START Record list
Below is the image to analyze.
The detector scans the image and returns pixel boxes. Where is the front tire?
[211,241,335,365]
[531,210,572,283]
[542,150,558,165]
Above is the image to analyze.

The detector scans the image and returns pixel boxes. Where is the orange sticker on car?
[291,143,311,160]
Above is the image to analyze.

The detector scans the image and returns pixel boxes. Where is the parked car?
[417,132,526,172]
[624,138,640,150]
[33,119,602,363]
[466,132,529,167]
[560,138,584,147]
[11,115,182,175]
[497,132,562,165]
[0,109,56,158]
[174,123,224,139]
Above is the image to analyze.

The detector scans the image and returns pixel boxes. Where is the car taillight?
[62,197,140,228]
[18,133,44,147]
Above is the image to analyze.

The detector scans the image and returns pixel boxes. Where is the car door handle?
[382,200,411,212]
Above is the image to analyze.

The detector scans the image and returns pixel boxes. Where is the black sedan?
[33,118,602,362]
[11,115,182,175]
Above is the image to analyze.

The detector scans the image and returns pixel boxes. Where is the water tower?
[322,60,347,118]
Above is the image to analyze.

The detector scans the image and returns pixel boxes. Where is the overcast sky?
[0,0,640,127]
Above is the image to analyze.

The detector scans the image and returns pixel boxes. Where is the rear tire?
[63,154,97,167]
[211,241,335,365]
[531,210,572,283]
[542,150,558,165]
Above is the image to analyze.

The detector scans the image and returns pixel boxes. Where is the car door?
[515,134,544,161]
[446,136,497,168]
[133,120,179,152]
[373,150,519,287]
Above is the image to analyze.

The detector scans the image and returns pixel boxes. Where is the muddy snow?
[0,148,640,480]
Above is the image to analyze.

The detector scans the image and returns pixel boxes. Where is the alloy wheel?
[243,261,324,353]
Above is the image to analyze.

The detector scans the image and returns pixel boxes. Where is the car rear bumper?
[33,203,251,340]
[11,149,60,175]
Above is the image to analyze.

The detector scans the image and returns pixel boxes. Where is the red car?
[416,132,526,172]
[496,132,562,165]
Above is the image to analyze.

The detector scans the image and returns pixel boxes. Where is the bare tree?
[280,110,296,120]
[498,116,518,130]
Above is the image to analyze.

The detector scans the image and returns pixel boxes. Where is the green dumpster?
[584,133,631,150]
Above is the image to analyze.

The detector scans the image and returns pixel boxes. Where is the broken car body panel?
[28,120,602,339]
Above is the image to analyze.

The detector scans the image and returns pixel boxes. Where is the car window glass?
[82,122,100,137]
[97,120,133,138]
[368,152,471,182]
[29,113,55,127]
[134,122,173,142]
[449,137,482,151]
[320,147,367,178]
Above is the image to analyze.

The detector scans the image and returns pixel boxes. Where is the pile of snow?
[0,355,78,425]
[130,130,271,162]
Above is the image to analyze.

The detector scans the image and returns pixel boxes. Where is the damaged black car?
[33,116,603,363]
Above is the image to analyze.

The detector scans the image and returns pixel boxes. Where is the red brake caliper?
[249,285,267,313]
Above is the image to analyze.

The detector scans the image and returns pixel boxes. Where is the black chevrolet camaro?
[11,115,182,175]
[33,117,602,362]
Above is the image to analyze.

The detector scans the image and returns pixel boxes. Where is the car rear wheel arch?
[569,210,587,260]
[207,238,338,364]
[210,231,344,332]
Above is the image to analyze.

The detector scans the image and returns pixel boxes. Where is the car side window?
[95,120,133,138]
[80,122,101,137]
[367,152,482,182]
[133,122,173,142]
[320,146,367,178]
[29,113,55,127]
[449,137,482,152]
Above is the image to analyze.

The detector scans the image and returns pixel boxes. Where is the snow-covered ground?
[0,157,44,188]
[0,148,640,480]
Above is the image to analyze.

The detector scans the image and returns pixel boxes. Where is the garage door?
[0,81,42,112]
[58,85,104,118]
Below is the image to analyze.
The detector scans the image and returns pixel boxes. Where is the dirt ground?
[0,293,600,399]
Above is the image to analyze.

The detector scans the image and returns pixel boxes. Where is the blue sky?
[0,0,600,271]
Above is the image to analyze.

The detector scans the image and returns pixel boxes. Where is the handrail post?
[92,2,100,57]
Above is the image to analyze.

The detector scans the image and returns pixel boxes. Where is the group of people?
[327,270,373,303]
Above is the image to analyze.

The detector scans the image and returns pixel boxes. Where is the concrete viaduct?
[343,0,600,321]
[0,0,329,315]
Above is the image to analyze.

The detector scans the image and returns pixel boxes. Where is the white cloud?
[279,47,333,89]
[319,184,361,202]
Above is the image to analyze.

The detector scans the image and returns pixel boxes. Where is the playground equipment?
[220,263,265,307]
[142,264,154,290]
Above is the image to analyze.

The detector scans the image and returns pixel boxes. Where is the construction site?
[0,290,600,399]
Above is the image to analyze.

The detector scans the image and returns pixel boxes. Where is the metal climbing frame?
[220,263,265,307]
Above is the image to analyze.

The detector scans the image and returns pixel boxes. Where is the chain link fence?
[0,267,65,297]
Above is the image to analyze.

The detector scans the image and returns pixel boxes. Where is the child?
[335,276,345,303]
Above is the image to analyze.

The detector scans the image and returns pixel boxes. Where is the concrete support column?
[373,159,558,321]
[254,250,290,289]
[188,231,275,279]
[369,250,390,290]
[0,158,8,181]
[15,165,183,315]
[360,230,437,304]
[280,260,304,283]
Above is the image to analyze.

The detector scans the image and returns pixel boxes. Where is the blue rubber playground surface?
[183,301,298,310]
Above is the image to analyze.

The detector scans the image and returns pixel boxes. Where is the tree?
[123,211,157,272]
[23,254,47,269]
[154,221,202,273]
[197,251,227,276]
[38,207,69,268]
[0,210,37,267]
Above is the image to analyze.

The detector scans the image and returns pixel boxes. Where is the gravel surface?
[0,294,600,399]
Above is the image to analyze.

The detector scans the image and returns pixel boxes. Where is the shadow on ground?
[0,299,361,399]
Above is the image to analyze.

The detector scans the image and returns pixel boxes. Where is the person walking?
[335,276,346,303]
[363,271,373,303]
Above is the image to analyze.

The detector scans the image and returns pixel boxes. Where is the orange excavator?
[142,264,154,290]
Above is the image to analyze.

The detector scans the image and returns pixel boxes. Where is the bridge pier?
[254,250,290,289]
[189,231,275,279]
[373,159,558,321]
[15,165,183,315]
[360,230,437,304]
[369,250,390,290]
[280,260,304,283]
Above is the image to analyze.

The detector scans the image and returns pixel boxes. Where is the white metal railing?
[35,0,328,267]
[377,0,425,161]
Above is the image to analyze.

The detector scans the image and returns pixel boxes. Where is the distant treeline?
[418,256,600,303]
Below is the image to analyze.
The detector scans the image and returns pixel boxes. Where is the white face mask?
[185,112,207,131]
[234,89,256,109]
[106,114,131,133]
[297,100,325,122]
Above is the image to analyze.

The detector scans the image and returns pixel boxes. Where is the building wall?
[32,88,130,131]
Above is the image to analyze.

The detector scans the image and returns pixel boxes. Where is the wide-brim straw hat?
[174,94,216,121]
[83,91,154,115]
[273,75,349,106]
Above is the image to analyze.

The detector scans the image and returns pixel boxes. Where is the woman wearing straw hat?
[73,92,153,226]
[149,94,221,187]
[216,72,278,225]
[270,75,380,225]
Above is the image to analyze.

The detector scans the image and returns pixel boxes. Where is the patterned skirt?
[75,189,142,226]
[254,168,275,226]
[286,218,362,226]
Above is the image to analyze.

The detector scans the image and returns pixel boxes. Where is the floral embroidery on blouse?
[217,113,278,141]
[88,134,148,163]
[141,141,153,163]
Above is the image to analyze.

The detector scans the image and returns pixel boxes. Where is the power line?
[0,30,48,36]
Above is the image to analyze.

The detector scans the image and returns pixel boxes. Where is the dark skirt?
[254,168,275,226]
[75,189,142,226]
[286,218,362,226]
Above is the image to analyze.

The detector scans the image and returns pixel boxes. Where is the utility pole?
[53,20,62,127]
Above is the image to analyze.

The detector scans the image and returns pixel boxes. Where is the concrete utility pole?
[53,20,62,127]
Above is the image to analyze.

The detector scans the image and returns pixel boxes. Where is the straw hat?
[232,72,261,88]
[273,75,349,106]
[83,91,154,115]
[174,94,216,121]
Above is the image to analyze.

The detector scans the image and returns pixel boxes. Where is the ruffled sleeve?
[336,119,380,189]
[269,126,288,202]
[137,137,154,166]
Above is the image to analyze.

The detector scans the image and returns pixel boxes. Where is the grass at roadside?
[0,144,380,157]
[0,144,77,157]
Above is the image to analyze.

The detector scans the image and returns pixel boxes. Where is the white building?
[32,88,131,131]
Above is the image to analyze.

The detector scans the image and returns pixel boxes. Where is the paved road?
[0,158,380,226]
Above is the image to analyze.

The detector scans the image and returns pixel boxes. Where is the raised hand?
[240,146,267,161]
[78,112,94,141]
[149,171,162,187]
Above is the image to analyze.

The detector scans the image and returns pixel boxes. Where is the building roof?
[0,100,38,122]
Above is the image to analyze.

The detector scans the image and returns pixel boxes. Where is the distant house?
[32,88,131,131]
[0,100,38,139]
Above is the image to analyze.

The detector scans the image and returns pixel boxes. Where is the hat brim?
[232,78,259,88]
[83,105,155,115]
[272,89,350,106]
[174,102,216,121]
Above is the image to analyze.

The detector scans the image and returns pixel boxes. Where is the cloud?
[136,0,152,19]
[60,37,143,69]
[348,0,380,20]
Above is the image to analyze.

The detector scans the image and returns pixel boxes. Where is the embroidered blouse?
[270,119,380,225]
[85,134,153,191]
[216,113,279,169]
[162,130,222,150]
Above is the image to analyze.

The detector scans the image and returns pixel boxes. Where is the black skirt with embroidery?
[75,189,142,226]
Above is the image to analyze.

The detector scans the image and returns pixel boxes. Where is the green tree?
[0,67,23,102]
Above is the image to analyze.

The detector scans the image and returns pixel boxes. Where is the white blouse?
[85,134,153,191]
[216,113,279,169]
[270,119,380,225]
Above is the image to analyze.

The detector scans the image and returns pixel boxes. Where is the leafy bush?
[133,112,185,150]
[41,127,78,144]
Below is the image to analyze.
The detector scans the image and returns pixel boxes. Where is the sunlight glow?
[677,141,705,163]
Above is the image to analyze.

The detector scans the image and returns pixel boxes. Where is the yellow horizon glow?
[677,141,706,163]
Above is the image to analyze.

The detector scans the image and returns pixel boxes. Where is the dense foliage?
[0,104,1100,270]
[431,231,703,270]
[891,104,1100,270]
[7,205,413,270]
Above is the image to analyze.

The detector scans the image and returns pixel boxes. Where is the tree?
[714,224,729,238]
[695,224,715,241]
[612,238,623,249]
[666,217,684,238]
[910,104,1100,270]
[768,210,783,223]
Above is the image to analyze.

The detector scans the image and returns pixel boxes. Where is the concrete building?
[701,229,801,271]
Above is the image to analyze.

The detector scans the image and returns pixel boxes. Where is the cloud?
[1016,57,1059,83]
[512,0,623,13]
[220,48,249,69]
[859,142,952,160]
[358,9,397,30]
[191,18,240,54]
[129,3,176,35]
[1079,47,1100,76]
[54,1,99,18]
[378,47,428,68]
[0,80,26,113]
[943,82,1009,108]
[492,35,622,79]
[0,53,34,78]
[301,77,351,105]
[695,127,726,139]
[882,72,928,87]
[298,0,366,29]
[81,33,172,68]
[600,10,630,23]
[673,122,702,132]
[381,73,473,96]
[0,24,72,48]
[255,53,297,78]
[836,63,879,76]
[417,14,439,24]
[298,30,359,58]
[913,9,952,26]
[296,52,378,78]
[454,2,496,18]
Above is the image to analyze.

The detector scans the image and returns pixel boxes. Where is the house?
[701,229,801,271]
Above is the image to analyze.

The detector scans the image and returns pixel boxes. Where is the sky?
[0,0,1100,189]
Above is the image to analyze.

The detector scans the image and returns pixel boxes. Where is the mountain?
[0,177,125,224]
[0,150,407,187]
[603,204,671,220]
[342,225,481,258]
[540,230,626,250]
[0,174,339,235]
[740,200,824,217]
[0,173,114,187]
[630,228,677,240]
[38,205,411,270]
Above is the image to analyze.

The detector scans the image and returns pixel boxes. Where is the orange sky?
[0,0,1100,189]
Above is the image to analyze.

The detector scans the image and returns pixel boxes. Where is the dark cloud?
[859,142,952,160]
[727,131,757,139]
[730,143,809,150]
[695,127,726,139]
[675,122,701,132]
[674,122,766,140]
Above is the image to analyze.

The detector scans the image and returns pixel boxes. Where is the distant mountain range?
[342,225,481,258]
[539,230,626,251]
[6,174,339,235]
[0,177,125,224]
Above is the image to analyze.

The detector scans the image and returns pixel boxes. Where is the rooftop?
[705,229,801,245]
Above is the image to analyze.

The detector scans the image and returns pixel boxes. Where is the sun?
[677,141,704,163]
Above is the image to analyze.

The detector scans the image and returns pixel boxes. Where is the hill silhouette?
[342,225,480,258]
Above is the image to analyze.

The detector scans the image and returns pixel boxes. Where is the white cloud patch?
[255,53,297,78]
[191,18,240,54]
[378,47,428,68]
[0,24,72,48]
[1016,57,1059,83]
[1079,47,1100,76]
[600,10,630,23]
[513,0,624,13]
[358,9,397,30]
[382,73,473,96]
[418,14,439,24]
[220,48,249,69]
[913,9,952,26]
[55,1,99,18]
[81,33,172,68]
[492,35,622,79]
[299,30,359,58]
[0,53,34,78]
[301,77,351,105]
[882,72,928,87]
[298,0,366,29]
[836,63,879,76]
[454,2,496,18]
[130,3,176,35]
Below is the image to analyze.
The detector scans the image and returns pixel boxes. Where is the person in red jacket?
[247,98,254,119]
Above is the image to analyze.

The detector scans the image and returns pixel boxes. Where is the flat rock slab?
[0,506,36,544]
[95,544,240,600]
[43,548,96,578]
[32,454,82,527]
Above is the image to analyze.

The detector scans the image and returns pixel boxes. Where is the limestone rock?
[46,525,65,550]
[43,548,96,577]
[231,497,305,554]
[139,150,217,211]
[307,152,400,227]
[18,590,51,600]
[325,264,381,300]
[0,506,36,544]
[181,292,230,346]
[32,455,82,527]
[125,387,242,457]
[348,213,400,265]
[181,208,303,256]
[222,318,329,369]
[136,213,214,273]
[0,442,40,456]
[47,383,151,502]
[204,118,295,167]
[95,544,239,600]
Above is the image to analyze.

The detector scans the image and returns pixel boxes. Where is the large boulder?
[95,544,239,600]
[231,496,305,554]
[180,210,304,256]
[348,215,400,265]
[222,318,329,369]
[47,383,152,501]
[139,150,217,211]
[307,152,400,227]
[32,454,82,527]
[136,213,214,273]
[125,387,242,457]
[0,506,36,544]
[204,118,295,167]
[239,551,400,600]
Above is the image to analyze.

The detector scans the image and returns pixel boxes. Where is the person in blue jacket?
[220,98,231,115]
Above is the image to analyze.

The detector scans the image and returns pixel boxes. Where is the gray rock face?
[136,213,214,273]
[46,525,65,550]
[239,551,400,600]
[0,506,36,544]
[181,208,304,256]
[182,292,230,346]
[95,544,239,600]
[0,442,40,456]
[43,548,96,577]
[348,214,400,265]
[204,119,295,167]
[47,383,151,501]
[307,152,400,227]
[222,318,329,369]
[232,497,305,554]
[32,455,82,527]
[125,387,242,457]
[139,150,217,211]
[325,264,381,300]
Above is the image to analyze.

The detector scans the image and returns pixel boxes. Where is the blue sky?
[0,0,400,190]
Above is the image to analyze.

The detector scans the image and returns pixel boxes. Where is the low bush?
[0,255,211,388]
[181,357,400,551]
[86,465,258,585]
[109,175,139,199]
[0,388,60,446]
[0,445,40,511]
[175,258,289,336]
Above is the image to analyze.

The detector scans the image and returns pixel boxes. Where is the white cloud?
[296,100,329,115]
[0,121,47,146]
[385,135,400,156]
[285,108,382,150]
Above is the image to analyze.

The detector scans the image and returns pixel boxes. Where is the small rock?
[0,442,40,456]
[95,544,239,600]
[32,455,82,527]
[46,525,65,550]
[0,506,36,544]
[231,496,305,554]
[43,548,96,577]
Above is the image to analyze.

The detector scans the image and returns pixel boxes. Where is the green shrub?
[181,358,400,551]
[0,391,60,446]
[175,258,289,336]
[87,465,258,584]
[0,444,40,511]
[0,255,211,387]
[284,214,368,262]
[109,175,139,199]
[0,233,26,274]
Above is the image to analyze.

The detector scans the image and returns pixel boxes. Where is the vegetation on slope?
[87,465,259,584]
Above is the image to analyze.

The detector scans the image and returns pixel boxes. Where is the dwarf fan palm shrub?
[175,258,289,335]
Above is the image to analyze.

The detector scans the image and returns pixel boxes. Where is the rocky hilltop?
END Record list
• **Stated goal**
Reproduce the entries verbatim, beginning at the start of the entries and continuing through the line that contains "[373,150,519,287]".

• **Output below**
Below is the image to analyze.
The detector scans the image and returns pixel boxes. Where is the front tire?
[211,241,335,365]
[531,210,572,283]
[542,150,558,165]
Above is the image to analyze.

The detector scans the image and returns pixel boxes. Where is the orange sticker on car?
[291,143,311,160]
Above is the image to analyze.

The detector scans the image and returns pixel boxes. Where is the parked car?
[417,132,526,172]
[624,138,640,150]
[33,119,602,363]
[466,132,529,167]
[560,138,584,147]
[11,115,182,175]
[497,132,562,165]
[0,109,56,158]
[174,123,224,139]
Above is the image to analyze.

The detector scans the image and returns pixel boxes. Where is the car taillight?
[62,197,140,228]
[18,133,44,147]
Above is the image to analyze.

The detector scans the image and returns pixel boxes. Where is the car door handle?
[382,200,411,212]
Above is the image to analyze.

The detector scans the image and returns pixel boxes. Where is the black sedan?
[33,118,602,362]
[11,115,182,175]
Above is the image to analyze.

The detector scans the image and returns pixel boxes. Where is the water tower?
[322,60,347,118]
Above is the image to analyze.

The detector scans the image and returns pixel boxes. Where is the overcast sky?
[0,0,640,127]
Above is the image to analyze.

The detector scans the image and returns pixel boxes. Where is the rear tire?
[63,154,97,167]
[211,241,335,365]
[531,210,572,283]
[542,150,558,165]
Above is the image to analyze.

The detector scans the image and returns pixel boxes. Where is the car door?
[515,134,544,161]
[446,136,497,168]
[133,120,179,152]
[373,150,519,287]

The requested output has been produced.